## begin Records to process

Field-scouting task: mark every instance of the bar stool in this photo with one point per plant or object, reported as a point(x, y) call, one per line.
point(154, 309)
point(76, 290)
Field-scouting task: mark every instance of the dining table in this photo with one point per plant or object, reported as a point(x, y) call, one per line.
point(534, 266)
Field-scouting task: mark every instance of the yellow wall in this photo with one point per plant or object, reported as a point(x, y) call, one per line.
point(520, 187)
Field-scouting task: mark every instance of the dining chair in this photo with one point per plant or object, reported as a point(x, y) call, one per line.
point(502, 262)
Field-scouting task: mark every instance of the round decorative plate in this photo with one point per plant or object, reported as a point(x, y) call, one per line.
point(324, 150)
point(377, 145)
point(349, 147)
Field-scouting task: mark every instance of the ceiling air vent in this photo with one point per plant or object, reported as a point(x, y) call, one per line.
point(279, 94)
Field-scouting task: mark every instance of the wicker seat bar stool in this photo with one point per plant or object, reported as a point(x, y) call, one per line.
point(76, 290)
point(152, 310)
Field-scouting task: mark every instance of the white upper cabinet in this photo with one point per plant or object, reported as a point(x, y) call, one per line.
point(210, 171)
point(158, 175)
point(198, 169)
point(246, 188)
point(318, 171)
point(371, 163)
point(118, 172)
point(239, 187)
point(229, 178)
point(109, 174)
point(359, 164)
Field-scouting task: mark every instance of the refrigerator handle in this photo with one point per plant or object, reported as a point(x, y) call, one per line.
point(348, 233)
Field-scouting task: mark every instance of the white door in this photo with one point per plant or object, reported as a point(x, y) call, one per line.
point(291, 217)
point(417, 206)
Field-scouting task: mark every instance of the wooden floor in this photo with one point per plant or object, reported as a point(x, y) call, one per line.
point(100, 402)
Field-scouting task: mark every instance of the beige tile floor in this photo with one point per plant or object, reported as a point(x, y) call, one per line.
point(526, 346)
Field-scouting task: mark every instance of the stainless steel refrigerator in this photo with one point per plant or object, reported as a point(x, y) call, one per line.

## end Records to process

» **What you should do**: Quote only the lines from the line containing "Field-scouting task: mark every instance of the wooden" through the end of the entries, keeping the first and the last.

» **Written answer**:
Field-scouting task: mark every instance of the wooden floor in this photo with one point per plant or object, reported as a point(x, y) call, one per line.
point(100, 402)
Field-scouting task: mark every instance of the beige tile floor in this photo with one point per plant or object, reported as a point(x, y) call, one per line.
point(526, 346)
Field-scouting task: mark every instance of the stainless steel refrigerator in this photo with one point per plant or object, reported as a point(x, y) call, one per line.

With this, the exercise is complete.